=== PAGE EXTRACT ===

Service Info: OS: Linux; CPE: cpe:/o:linux:linux_kernel

There are two ports open:

• 22 (SSH)
• 80 (HTTP)

Web 80

Visiting http://10.10.158.77/, we see a static “coming soon” page with a link to /page/home.html.

Visiting http://10.10.158.77/page/home.html, we only see a message about a password generator being down and nothing else.

An interesting observation that will be useful later is that, when checking the response headers, we can see that we are dealing with two different Apache2 servers.

Foothold

Examining the Web Application

Fuzzing the webroot does not reveal anything interesting. However, fuzzing the /page/ endpoint for files shows something unusual: every response returns 200 OK status.

$ ffuf -u 'http://10.10.158.77/page/FUZZ' -w /usr/share/seclists/Discovery/Web-Content/directory-list-2.3-small.txt -mc all -t 100 -ic -fc 404 -e .php,/
...
09.php                  [Status: 200, Size: 148, Words: 19, Lines: 3, Duration: 129ms]
09                      [Status: 200, Size: 144, Words: 19, Lines: 3, Duration: 137ms]
images.php              [Status: 200, Size: 152, Words: 19, Lines: 3, Duration: 112ms]
...

Checking one of these responses, we discover something peculiar: whatever we pass after /page/ in the URL seems to be passed to the readfile() function in /var/www/html/index.php.

Of course, instead of some test string, if we pass the path for a valid file (double URL encoded), we can see the readfile() call working and are able to read files. Additionally, we are also able to use wrappers like http:// to make requests and read the response leading to SSRF vulnerability.

Using this vulnerability to enumerate the machine and make some requests, we quickly discover that we are inside a Docker container. However, beyond identifying that the Apache2 server runs on *:8080 (by checking its configuration), we find little else of immediate use.

=== RECORDS SUPPLIED ===

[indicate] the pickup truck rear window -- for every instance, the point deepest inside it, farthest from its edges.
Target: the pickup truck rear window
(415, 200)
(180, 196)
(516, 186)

===
=== RECORDS SUPPLIED ===

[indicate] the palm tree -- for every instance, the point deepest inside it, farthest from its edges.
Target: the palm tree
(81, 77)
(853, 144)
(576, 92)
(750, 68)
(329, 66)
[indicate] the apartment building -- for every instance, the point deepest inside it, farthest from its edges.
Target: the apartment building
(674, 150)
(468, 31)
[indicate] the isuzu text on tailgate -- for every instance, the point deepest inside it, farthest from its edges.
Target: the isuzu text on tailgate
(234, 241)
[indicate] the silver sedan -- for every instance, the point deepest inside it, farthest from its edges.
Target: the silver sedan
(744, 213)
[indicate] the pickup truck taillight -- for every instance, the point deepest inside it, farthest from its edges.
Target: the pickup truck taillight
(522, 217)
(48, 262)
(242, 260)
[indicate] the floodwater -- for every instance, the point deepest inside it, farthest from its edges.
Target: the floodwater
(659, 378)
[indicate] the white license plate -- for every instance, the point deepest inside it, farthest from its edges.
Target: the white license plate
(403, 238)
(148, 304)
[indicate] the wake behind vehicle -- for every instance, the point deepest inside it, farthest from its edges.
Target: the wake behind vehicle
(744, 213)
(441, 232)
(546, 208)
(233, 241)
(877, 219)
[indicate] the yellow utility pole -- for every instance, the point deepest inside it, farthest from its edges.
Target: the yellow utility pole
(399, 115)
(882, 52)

===

PROBLEM A
From the enumeration writeup above, copy the passage that runs from "Visiting http://10.10.158.77/, we" up to and including "and nothing else.".
PROBLEM B
Give the name of each entry that appears in the fuzzing output shown in the enumeration writeup above.
PROBLEM C
Answer these questions about the enumeration writeup above:
(i) Which two ports are open?
(ii) Which function receives whatever is passed after /page/ in the URL?
(iii) On what port does the Apache2 server inside the container run?

SOLUTION A
Visiting http://10.10.158.77/, we see a static “coming soon” page with a link to /page/home.html.

Visiting http://10.10.158.77/page/home.html, we only see a message about a password generator being down and nothing else.

SOLUTION B
09.php
09
images.php

SOLUTION C
(i) 22 (SSH) and 80 (HTTP)
(ii) The readfile() function in /var/www/html/index.php
(iii) *:8080